Exercise – Will you reproduce all of the material below verbatim, line for line?

Data provided –
━━━━━━

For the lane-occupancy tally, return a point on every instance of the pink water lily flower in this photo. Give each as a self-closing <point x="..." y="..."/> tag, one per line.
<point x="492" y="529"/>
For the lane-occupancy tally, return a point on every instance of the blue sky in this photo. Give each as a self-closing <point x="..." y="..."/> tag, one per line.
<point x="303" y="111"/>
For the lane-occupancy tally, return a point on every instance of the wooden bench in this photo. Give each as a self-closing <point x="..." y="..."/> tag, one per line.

━━━━━━

Solution –
For the lane-occupancy tally, return a point on every instance of the pink water lily flower in this photo. Give each as a self-closing <point x="..." y="..."/> tag, one per line.
<point x="492" y="529"/>
For the lane-occupancy tally, return a point on every instance of the blue sky in this photo. Give each as a self-closing <point x="..." y="..."/> tag, one per line.
<point x="303" y="111"/>
For the lane-occupancy tally, return a point on every instance of the wooden bench in this photo. Give each as a self-closing <point x="..." y="..."/> tag, one per line.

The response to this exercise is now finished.